Aşağıdaki metne göre şu soruları yanıtlayın ve yanıtları da aynı harflerle işaretleyin:
(a) Alıntılanan halk deyişinde toplananların hangi meydanda sallandırılacağı söyleniyor?
(b) Devletin, bankaların tozunu bile kaç dakikada bırakmayacak gücü olduğu belirtiliyor?
(c) "Kaçtı mı i.m.f?" sorusuna metinde hangi yanıt veriliyor?

---------- Verilen Metin

Olayı duyduğumda aklıma ilk şu gülümseten cümle geldi.
"bölelerinin toplayıp
bi kereye mahsuz sallandırıvericen Taksim meydanında,
bak bir daha cam kırıyorlar mı..." (Anonim, halk deyişi)
bilmezler ki, devletin MiTi ve onun gibi kaç organize birimi var.
Ordusu var, ne adamları var.
O bankaların;
değil camlarını, tozunu bile 5 dakkada bırakmayacak teknolojik gücü ve silah gücü varken
ilm-i siyaseti bilmeyen güruhun modern Lawrensler tarafından sokağa salındığını görüyoruz.
Nooldu i.m.f çok mu Kork tu?
Hayır...
AB için + mı oldu?
Hayır...
Kaçtı mı i.m.f?
hayır...
La protestonuz acaba kaç emperyalist ülkenin gündemine bomba gibi düştü ?
Hiç...

--------------------
---------- Kayıtlı Bilgiler

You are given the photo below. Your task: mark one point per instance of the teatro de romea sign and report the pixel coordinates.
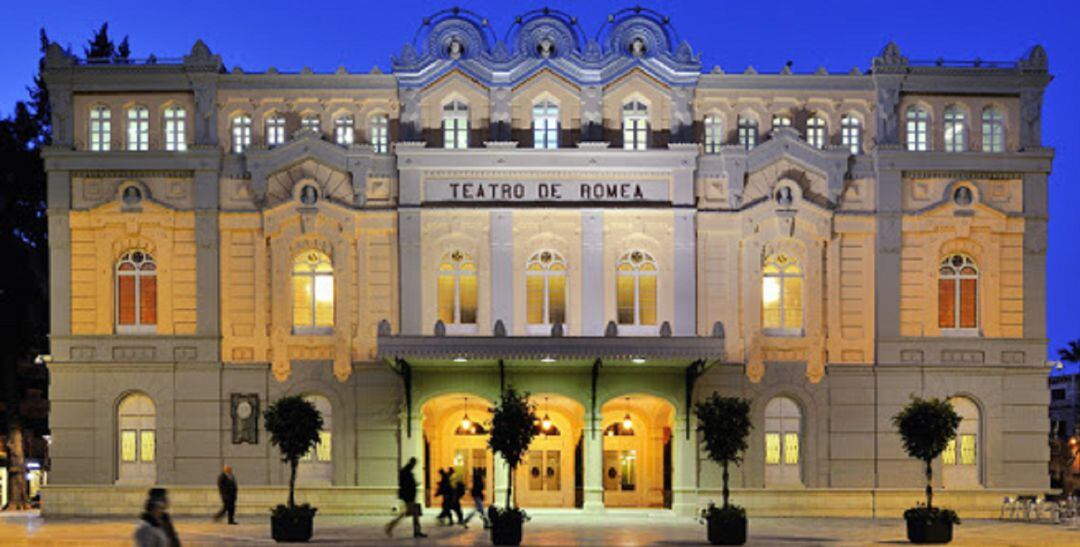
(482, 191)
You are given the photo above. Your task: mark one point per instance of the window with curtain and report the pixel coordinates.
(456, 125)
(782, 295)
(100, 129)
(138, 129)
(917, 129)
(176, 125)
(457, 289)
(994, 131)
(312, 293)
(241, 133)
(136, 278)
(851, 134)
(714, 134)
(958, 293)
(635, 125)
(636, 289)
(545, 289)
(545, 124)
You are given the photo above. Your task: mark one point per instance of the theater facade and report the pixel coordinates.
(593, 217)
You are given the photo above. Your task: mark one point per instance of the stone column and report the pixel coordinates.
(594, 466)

--------------------
---------- Kayıtlı Bilgiler

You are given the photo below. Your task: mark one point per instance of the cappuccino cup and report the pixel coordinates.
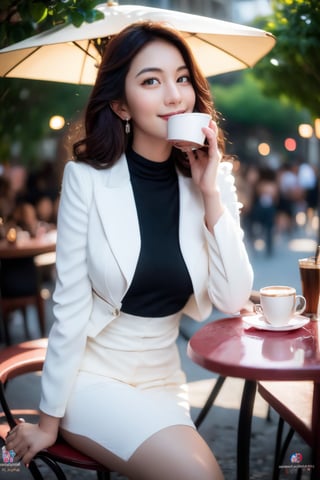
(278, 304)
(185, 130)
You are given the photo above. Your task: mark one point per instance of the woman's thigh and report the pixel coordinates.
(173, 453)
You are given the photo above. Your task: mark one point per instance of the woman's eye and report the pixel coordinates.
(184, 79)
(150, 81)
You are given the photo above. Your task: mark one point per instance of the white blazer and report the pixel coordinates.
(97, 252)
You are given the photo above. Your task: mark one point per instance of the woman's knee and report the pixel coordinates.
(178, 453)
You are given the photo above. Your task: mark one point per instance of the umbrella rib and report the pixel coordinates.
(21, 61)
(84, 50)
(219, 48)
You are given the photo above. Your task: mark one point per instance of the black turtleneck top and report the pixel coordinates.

--------------------
---------- Kayıtlı Bilgiler

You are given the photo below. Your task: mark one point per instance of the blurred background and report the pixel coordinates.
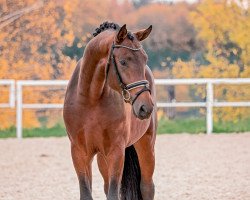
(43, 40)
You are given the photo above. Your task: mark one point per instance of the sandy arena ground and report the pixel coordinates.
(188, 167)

--------------------

__Alıştırma Çözümü__.
(a) Taksim meydanında.
(b) 5 dakikada.
(c) Hayır.